WHAT THE TASK REQUIRES
The required output is the exact sequence of lines from the line holding "Where can the wall" to the end of the records, inclusive.

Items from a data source

Segment Open

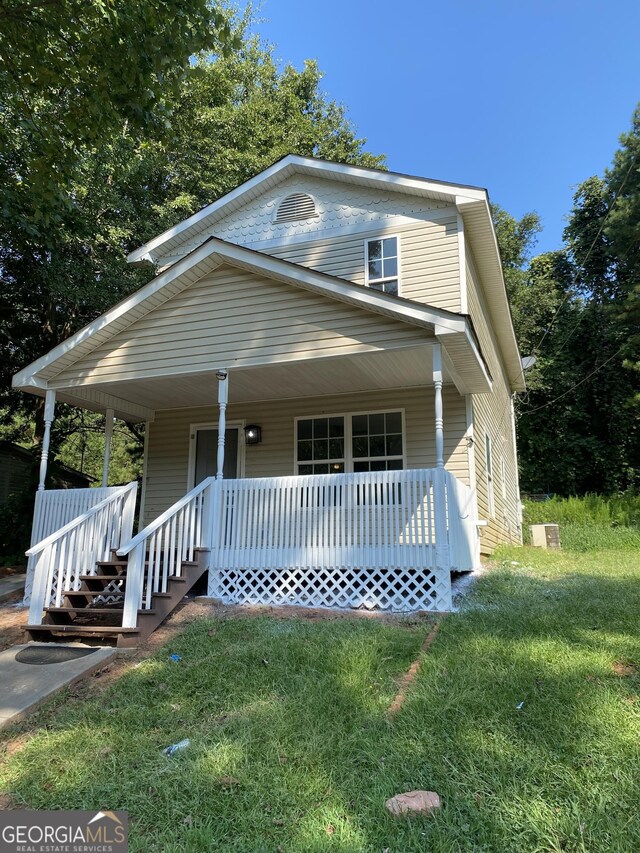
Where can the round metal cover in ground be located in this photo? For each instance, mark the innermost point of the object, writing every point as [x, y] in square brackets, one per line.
[40, 655]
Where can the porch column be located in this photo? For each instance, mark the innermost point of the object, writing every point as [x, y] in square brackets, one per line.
[108, 432]
[439, 484]
[223, 396]
[49, 406]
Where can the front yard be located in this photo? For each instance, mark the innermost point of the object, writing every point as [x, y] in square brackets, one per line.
[292, 748]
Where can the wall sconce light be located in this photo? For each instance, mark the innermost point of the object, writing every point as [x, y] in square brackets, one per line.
[252, 434]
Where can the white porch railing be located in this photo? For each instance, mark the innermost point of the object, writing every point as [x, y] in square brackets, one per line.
[343, 540]
[463, 532]
[73, 550]
[53, 509]
[158, 551]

Segment Closed

EXERCISE SOLUTION
Where can the wall sconce light be located in this photo? For each instance, mark the innermost point of the object, writing every point as [x, y] in square brackets, one per line.
[252, 434]
Where can the white porch railing be located in this photo? For each instance, mark the innermost point of the object, writing every point as [x, y] in square brackets, one per line.
[343, 540]
[463, 532]
[73, 550]
[53, 509]
[158, 551]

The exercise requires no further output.